Exercise directions: Please print every line from the one containing "Locate every instance of the detached" through the last line of the records below, exactly as written and nothing more.

* start *

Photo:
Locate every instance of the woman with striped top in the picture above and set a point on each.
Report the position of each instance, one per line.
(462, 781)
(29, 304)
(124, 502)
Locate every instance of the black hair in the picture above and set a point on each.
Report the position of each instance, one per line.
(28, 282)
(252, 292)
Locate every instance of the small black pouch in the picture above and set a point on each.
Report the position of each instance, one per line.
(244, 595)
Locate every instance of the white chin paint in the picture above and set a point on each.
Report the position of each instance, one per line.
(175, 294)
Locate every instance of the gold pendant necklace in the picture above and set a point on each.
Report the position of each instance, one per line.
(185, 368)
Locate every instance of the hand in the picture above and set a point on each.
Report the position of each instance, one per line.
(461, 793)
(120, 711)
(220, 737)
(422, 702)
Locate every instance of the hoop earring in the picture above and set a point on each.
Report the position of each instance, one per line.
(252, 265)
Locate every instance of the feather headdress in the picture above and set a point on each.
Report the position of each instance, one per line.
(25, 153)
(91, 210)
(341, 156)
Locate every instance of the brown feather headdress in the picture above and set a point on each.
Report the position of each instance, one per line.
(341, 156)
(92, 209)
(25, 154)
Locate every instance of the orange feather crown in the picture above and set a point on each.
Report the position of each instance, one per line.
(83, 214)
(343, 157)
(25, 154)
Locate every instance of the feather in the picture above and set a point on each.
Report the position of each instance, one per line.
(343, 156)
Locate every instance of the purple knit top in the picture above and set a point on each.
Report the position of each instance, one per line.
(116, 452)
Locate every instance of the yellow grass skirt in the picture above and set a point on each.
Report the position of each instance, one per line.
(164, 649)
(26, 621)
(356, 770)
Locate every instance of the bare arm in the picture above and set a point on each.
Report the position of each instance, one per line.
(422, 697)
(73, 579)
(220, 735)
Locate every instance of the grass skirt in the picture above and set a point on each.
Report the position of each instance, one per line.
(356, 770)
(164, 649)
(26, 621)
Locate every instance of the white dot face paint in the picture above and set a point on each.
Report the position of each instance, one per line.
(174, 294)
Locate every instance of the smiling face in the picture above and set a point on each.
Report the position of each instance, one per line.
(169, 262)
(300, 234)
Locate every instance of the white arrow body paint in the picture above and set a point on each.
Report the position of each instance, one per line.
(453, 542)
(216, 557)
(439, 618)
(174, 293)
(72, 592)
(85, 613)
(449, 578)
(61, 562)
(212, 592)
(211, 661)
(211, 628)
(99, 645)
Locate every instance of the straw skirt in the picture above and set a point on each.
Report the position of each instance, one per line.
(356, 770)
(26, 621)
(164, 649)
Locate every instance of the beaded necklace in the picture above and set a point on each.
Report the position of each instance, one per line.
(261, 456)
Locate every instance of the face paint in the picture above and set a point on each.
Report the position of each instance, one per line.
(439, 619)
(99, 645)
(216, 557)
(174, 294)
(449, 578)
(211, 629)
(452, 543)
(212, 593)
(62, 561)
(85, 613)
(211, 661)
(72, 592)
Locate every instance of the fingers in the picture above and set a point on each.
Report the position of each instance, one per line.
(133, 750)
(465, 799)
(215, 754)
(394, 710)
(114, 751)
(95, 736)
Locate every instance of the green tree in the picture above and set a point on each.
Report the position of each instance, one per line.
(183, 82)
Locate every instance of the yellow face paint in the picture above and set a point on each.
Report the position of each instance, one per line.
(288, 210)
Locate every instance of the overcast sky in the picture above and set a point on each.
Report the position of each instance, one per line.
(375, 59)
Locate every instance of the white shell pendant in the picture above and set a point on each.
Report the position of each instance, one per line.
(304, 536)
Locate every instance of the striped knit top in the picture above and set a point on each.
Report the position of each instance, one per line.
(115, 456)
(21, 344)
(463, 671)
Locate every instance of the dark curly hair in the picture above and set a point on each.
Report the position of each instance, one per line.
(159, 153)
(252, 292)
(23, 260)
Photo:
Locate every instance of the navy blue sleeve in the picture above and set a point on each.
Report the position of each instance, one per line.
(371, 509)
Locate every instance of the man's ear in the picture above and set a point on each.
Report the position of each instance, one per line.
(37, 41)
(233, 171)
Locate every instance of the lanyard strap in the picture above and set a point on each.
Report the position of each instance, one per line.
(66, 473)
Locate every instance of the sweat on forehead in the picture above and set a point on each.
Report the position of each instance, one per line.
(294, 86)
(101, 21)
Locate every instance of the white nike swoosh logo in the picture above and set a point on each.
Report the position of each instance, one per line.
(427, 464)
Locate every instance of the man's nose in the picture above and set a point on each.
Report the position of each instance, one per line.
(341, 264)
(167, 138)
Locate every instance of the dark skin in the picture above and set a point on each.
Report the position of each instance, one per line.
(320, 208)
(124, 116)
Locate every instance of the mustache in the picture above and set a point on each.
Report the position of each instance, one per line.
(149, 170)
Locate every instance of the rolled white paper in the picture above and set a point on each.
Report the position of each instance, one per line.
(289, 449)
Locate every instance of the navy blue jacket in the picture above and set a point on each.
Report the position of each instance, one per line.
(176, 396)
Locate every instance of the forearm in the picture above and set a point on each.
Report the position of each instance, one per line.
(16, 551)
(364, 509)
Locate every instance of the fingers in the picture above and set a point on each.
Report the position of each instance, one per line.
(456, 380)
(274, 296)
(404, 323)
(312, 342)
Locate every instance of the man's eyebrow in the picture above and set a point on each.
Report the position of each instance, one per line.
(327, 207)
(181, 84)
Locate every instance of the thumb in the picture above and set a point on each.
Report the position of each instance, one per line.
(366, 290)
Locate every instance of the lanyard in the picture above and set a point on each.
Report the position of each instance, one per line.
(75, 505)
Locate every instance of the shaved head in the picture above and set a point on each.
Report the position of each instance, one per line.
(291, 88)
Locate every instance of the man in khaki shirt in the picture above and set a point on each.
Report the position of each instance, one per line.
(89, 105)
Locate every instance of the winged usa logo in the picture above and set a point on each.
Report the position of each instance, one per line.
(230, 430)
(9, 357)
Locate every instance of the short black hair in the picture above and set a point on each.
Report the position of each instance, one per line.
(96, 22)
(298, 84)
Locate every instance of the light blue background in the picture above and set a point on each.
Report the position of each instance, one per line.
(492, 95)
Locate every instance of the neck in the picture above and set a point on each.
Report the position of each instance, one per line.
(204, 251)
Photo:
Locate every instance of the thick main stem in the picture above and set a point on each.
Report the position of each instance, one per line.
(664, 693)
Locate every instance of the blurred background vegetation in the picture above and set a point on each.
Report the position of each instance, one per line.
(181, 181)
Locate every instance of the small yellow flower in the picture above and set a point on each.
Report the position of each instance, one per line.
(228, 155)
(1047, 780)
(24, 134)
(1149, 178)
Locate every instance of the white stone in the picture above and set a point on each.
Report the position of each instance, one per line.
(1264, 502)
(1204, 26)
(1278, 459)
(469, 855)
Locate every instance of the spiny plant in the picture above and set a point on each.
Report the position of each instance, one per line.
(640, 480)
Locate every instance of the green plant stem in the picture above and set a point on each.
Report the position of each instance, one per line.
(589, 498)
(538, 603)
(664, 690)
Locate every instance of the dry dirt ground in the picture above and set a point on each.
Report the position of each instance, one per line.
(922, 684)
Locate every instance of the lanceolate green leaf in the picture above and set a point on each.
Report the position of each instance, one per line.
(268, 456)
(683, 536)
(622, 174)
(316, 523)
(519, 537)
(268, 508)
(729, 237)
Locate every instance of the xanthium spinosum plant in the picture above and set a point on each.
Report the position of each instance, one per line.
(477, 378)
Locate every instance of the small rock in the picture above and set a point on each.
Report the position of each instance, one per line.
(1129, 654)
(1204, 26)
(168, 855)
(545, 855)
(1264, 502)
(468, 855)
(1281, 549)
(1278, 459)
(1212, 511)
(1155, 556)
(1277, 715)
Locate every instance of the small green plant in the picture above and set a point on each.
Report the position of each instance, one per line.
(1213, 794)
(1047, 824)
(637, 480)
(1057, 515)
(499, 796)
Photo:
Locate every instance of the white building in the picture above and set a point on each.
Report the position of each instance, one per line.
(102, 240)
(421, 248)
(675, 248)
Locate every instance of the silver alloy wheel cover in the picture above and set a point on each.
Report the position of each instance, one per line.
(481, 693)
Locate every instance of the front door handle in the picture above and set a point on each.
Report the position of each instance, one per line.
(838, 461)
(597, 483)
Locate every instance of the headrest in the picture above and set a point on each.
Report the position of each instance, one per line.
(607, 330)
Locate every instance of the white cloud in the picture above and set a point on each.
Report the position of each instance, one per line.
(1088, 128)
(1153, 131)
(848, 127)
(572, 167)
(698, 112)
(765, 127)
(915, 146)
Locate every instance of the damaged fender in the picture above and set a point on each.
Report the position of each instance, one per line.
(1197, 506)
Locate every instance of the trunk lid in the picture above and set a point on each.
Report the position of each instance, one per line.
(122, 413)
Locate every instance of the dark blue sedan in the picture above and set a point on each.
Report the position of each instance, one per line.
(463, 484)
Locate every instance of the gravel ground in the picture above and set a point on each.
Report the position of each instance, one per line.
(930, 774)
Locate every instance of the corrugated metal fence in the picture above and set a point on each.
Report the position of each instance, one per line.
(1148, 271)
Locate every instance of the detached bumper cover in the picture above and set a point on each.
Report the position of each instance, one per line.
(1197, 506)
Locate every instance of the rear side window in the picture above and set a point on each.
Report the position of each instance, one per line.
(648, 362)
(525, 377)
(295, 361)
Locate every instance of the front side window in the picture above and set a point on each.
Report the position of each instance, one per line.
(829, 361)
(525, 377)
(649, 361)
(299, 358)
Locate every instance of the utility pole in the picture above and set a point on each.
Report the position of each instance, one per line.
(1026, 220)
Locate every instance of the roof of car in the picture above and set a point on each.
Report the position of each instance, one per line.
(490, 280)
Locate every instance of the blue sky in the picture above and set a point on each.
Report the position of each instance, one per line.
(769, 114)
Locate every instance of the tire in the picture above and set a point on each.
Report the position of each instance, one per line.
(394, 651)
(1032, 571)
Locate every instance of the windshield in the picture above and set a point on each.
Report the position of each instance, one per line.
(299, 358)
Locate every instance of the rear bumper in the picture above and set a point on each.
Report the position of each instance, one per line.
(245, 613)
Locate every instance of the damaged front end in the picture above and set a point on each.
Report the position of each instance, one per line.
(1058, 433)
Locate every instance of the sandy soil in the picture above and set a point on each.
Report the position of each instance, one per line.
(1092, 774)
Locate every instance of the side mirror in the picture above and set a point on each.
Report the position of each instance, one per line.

* end *

Finished task:
Locate every instance of the detached bumper cover in the picture above and set a point on each.
Report the position of each instance, one per line.
(1197, 506)
Locate every instance of the rear side window in the picture above and set a point on each.
Report the position of each instance, one per line.
(648, 362)
(525, 377)
(295, 361)
Locate every instance of the front side window in the picture above and set a point on each.
Report the position of each instance, one per line.
(829, 361)
(525, 377)
(649, 361)
(299, 358)
Locate every instance of the utility pole in the picture above and set a point on each.
Report the position of each instance, one per line.
(1026, 220)
Locate every instance of the roof of car in the picture above and set a point on each.
Report the position of each instance, one per line.
(490, 280)
Locate every instance of the blue sky in the picture above and set a point on each.
Report the position of each instance, one per line.
(769, 114)
Locate every instance of the tire in the picture above and set a point on each.
Report the position of each instance, one per line.
(394, 651)
(1032, 571)
Locate every instance of the windshield in the picture above and set a point on each.
Report the position of each instance, one per line.
(299, 358)
Locate every instance of the rear bumper in the picture above and set a point on each.
Report the position of each instance, one per line.
(245, 613)
Locate every instance of the damaged front end in the picture above and set a point on each.
Report the position of each instance, one per line.
(1058, 433)
Locate every instance of the sandy soil in the picture above and set a point on each.
Report the position of each instance, one per line.
(1092, 774)
Locate every instance of the side mirror in the picture above and set a point on each.
Report the position of each instance, one per line.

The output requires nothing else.